* [Data entries]:
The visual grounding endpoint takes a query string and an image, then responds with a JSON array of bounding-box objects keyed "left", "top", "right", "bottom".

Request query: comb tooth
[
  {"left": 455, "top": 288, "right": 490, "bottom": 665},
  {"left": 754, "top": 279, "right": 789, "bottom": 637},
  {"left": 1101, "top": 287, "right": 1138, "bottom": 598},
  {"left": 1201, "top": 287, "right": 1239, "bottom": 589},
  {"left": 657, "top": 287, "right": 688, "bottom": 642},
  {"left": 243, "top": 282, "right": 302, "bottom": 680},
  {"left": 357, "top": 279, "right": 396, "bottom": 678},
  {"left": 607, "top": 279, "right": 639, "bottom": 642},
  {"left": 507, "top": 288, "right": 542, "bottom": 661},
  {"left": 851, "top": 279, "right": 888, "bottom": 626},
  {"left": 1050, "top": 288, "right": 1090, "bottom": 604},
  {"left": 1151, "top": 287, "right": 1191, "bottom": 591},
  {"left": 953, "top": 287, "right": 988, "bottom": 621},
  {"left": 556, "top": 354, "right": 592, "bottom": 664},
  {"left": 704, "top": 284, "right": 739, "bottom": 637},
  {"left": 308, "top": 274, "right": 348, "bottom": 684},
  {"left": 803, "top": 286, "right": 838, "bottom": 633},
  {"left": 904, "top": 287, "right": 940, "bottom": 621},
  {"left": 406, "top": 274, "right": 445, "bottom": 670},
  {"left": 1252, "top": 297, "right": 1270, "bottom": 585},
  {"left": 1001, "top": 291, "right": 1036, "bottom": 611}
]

* [What the task asks]:
Please return every one of the entries above line for line, with nothing altered.

* [Output of the task]:
The visual grounding endpoint takes a query string and an image, then responds with a JSON array of bounding-box objects keyed "left", "top", "right", "bottom".

Request query: comb tooth
[
  {"left": 455, "top": 288, "right": 490, "bottom": 665},
  {"left": 754, "top": 279, "right": 789, "bottom": 637},
  {"left": 1101, "top": 287, "right": 1138, "bottom": 598},
  {"left": 1201, "top": 287, "right": 1239, "bottom": 589},
  {"left": 657, "top": 287, "right": 688, "bottom": 642},
  {"left": 243, "top": 282, "right": 302, "bottom": 680},
  {"left": 357, "top": 279, "right": 396, "bottom": 678},
  {"left": 607, "top": 279, "right": 639, "bottom": 642},
  {"left": 507, "top": 288, "right": 542, "bottom": 661},
  {"left": 851, "top": 279, "right": 888, "bottom": 626},
  {"left": 1050, "top": 288, "right": 1090, "bottom": 604},
  {"left": 1151, "top": 287, "right": 1191, "bottom": 591},
  {"left": 953, "top": 287, "right": 988, "bottom": 621},
  {"left": 556, "top": 354, "right": 592, "bottom": 664},
  {"left": 704, "top": 284, "right": 739, "bottom": 637},
  {"left": 308, "top": 274, "right": 348, "bottom": 684},
  {"left": 803, "top": 286, "right": 838, "bottom": 633},
  {"left": 904, "top": 287, "right": 940, "bottom": 621},
  {"left": 406, "top": 274, "right": 445, "bottom": 670},
  {"left": 1252, "top": 297, "right": 1270, "bottom": 585},
  {"left": 1001, "top": 291, "right": 1036, "bottom": 611}
]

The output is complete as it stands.